PROBLEM DESCRIPTION =>
For the entries that follow, restate word for word the line containing "931L488 956L589 959L580", the line containing "box: [650, 161, 1280, 748]", and every line that lies between them.

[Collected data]
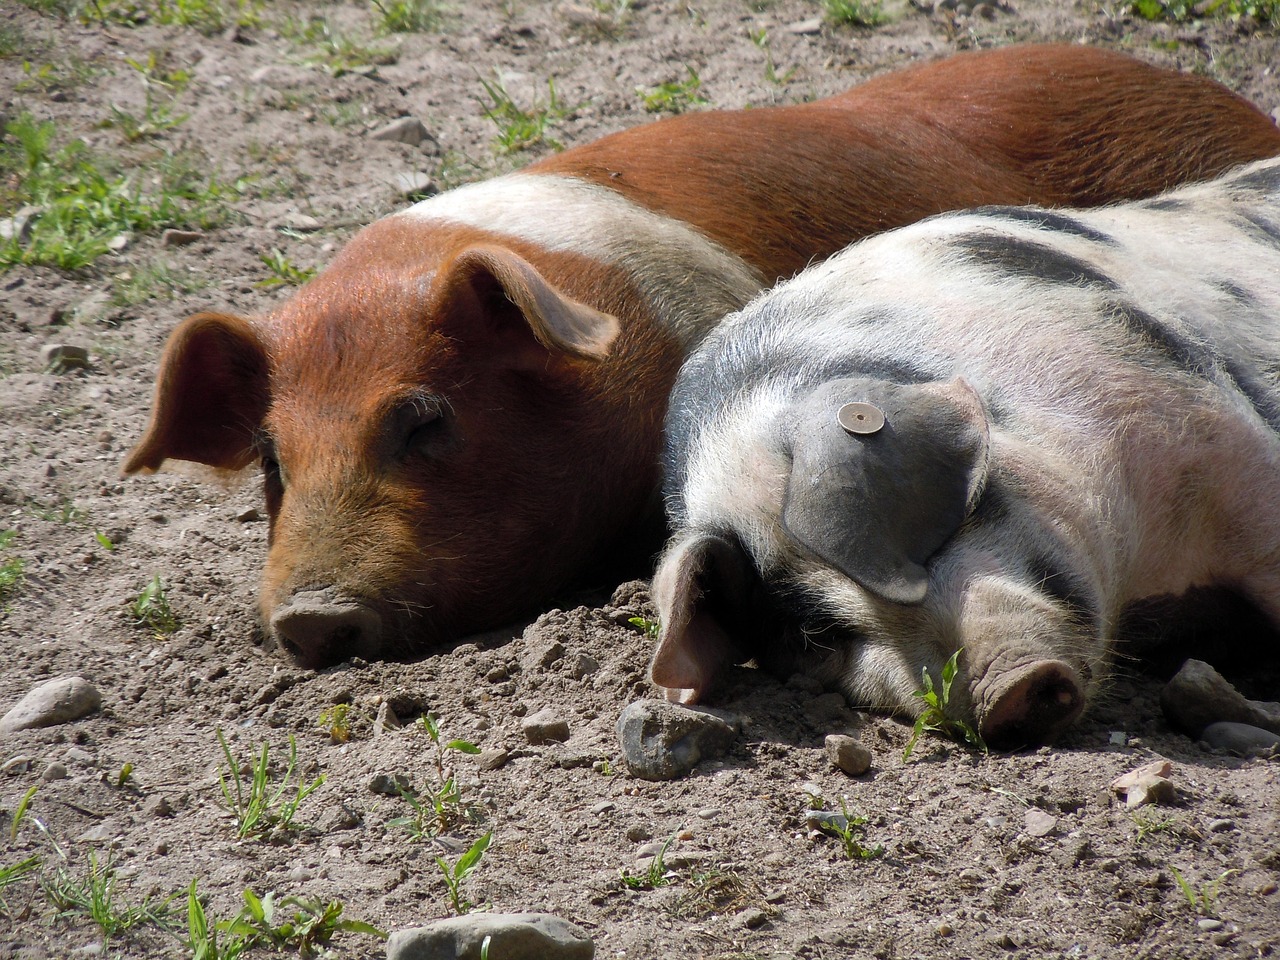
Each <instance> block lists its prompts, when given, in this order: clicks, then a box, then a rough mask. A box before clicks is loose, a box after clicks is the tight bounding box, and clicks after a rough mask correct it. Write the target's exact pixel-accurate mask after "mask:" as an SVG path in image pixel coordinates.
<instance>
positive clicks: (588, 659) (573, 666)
mask: <svg viewBox="0 0 1280 960" xmlns="http://www.w3.org/2000/svg"><path fill="white" fill-rule="evenodd" d="M599 668H600V664H599V662H598V660H596V659H595V658H594V657H591V655H590V654H586V653H580V654H577V655H575V657H573V659H571V660H570V664H568V675H570V676H571V677H573V680H582V678H584V677H589V676H591V675H593V673H595V671H598V669H599Z"/></svg>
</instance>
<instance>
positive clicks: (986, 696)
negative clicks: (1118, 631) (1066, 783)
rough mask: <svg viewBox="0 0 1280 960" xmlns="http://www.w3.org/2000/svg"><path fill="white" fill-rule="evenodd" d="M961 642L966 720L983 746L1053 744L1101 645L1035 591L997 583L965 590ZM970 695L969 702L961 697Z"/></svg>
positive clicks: (960, 640) (1077, 622) (1034, 590)
mask: <svg viewBox="0 0 1280 960" xmlns="http://www.w3.org/2000/svg"><path fill="white" fill-rule="evenodd" d="M957 632H959V643H960V645H961V648H963V650H964V652H963V653H961V659H960V664H961V668H963V676H964V677H965V678H966V681H968V682H966V685H965V690H957V691H955V692H956V694H957V696H956V698H955V699H957V700H959V703H960V704H961V705H963V704H964V700H965V699H968V700H969V704H968V712H969V714H970V716H969V717H968V718H966V719H970V721H972V722H974V723H975V724H977V730H978V733H979V735H980V736H982V739H983V740H984V741H986V742H987V745H988V746H991V748H993V749H997V750H1015V749H1019V748H1024V746H1036V745H1041V744H1048V742H1052V741H1053V740H1055V739H1056V737H1057V736H1059V735H1061V733H1062V731H1064V730H1066V728H1068V727H1069V726H1070V724H1071V723H1073V722H1074V721H1075V719H1076V718H1078V717H1079V716H1080V714H1082V713H1083V712H1084V709H1085V705H1087V703H1088V699H1089V694H1091V689H1089V686H1091V681H1092V678H1093V669H1094V668H1093V666H1092V664H1094V663H1096V662H1097V660H1098V659H1100V654H1101V649H1100V641H1098V640H1097V639H1093V637H1092V635H1091V630H1089V627H1088V626H1087V625H1082V623H1079V621H1078V620H1076V618H1074V617H1073V616H1071V614H1070V612H1068V611H1065V609H1062V608H1061V607H1060V605H1059V604H1057V603H1056V602H1055V600H1052V599H1051V598H1048V596H1043V595H1041V594H1038V593H1037V591H1036V590H1033V589H1029V588H1025V586H1021V585H1019V584H1015V582H1009V581H1002V580H998V579H984V580H979V581H977V582H975V584H973V585H970V588H969V589H968V590H966V591H965V596H964V600H963V607H961V613H960V625H959V631H957ZM965 694H968V698H965Z"/></svg>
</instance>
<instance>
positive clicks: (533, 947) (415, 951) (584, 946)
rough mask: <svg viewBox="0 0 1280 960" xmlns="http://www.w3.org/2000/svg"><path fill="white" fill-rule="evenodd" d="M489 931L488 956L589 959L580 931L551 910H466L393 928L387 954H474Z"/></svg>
mask: <svg viewBox="0 0 1280 960" xmlns="http://www.w3.org/2000/svg"><path fill="white" fill-rule="evenodd" d="M485 937H489V957H490V960H591V957H593V956H595V943H593V942H591V938H590V937H588V936H586V932H585V931H584V929H582V928H581V927H577V925H576V924H572V923H570V922H568V920H562V919H561V918H559V916H553V915H552V914H467V915H466V916H452V918H449V919H448V920H438V922H436V923H431V924H428V925H426V927H417V928H415V929H408V931H396V933H393V934H392V936H390V940H388V941H387V960H480V948H481V946H483V945H484V940H485Z"/></svg>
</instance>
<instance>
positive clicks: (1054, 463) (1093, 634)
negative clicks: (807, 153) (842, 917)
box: [650, 161, 1280, 748]
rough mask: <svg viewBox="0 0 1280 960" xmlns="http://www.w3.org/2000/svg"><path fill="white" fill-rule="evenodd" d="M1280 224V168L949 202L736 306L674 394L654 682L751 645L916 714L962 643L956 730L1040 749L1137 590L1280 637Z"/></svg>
mask: <svg viewBox="0 0 1280 960" xmlns="http://www.w3.org/2000/svg"><path fill="white" fill-rule="evenodd" d="M1277 241H1280V161H1267V163H1263V164H1258V165H1254V166H1253V168H1247V169H1245V170H1243V172H1240V173H1236V174H1234V175H1228V177H1225V178H1222V179H1221V180H1220V182H1215V183H1210V184H1206V186H1202V187H1193V188H1187V189H1184V191H1181V192H1175V193H1171V195H1169V196H1166V197H1162V198H1158V200H1155V201H1149V202H1146V204H1130V205H1120V206H1116V207H1111V209H1107V210H1105V211H1093V212H1087V211H1052V212H1050V211H1044V210H1034V209H989V210H986V211H978V212H973V214H961V215H951V216H942V218H934V219H933V220H931V221H928V223H924V224H918V225H915V227H909V228H904V229H902V230H897V232H893V233H890V234H884V236H882V237H877V238H872V239H869V241H864V242H863V243H859V244H855V246H854V247H852V248H850V250H849V251H846V252H845V253H841V255H837V256H836V257H833V259H832V260H829V261H827V262H826V264H823V265H820V266H815V268H812V269H810V270H808V271H805V273H804V274H801V275H800V276H799V278H796V279H794V280H791V282H788V283H786V284H782V285H780V287H777V288H776V289H774V291H772V292H771V293H768V294H765V296H764V297H760V298H758V300H756V301H755V302H753V305H750V306H749V307H748V308H746V310H744V311H741V312H740V314H737V315H733V316H731V317H728V319H726V320H724V321H723V324H722V325H721V328H718V330H717V332H716V333H714V334H712V337H710V338H708V340H707V342H705V343H704V344H703V347H701V348H699V349H698V351H695V353H694V355H692V356H691V357H690V360H689V361H687V364H686V366H685V369H684V370H682V371H681V375H680V376H678V378H677V383H676V387H675V389H673V394H672V403H671V412H669V415H668V425H667V431H668V442H667V477H666V485H667V503H668V512H669V515H671V518H672V522H673V526H675V535H673V538H672V540H671V543H669V544H668V548H667V550H666V553H664V556H663V558H662V561H660V563H659V567H658V571H657V575H655V577H654V582H653V594H654V600H655V603H657V605H658V612H659V621H660V634H659V641H658V645H657V649H655V653H654V657H653V663H652V669H650V675H652V678H653V681H654V684H655V685H658V686H659V687H663V689H664V690H666V691H667V694H668V696H671V698H673V699H680V700H684V701H698V700H701V699H705V698H707V696H708V695H709V692H710V691H712V690H713V687H714V684H716V680H717V677H718V676H719V675H721V672H722V671H723V668H724V667H726V666H727V664H731V663H745V662H749V660H754V662H755V663H756V664H758V666H760V667H764V668H768V669H771V671H773V672H777V673H780V675H781V676H787V675H790V673H791V672H804V673H808V675H810V676H814V677H817V678H818V680H820V681H822V682H824V684H826V685H828V686H831V687H835V689H837V690H841V691H842V692H844V694H845V695H846V698H847V699H849V700H850V701H851V703H852V704H854V705H859V707H869V708H874V709H881V710H886V712H891V713H902V714H908V716H910V714H913V713H916V712H918V710H919V700H918V698H915V696H914V695H913V694H914V692H915V691H916V690H920V689H922V687H923V681H922V673H923V672H925V671H928V672H929V675H931V677H932V680H933V682H934V685H937V682H938V680H940V677H941V672H942V666H943V664H945V663H946V662H947V659H948V658H950V657H951V655H954V654H957V653H959V659H957V664H959V678H957V681H956V684H955V685H954V687H952V690H951V694H952V695H951V703H950V705H948V713H950V716H952V717H954V718H955V719H961V721H965V722H968V723H970V724H973V726H974V727H975V728H977V730H978V732H979V733H980V736H982V737H983V739H984V740H986V741H987V742H988V744H989V745H991V746H995V748H1018V746H1023V745H1028V744H1041V742H1048V741H1051V740H1053V739H1055V737H1057V736H1059V735H1060V733H1061V732H1062V731H1064V730H1065V728H1066V727H1068V726H1069V724H1070V723H1071V722H1073V721H1074V719H1076V718H1078V717H1079V716H1080V714H1082V713H1083V710H1084V709H1085V708H1087V705H1088V703H1089V701H1091V699H1092V698H1093V696H1096V695H1097V691H1098V689H1100V685H1101V682H1102V681H1103V680H1105V676H1106V672H1107V666H1108V663H1110V659H1111V657H1112V655H1114V652H1115V648H1116V644H1117V643H1120V641H1123V640H1124V636H1123V635H1121V634H1120V632H1119V630H1120V626H1121V625H1123V623H1124V621H1125V612H1126V611H1129V609H1130V608H1132V605H1133V604H1137V603H1139V602H1146V600H1149V599H1151V598H1174V596H1180V595H1184V594H1188V593H1190V591H1197V590H1201V589H1222V590H1230V591H1231V593H1235V594H1236V595H1239V596H1242V598H1243V599H1245V600H1247V602H1248V603H1251V604H1252V605H1254V608H1256V609H1258V611H1260V612H1262V613H1263V614H1265V616H1266V617H1270V620H1271V622H1272V623H1276V625H1280V554H1277V552H1276V544H1277V543H1280V390H1277V388H1276V384H1275V380H1274V370H1275V369H1277V366H1280V348H1277V346H1276V344H1277V343H1280V242H1277ZM1267 371H1272V374H1268V372H1267Z"/></svg>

FINISHED EXERCISE =>
rough mask: <svg viewBox="0 0 1280 960" xmlns="http://www.w3.org/2000/svg"><path fill="white" fill-rule="evenodd" d="M489 931L488 956L589 959L580 931L551 910H466L393 928L387 954H474Z"/></svg>
mask: <svg viewBox="0 0 1280 960" xmlns="http://www.w3.org/2000/svg"><path fill="white" fill-rule="evenodd" d="M485 937H489V957H490V960H591V957H593V956H595V943H593V942H591V938H590V937H588V936H586V932H585V931H584V929H582V928H581V927H577V925H576V924H572V923H570V922H568V920H562V919H561V918H559V916H553V915H552V914H467V915H466V916H452V918H449V919H448V920H438V922H436V923H431V924H428V925H426V927H417V928H415V929H408V931H396V933H393V934H392V936H390V940H388V941H387V960H480V948H481V946H483V945H484V940H485Z"/></svg>
</instance>
<instance>
positive clicks: (1054, 463) (1093, 634)
negative clicks: (807, 153) (842, 917)
box: [650, 161, 1280, 748]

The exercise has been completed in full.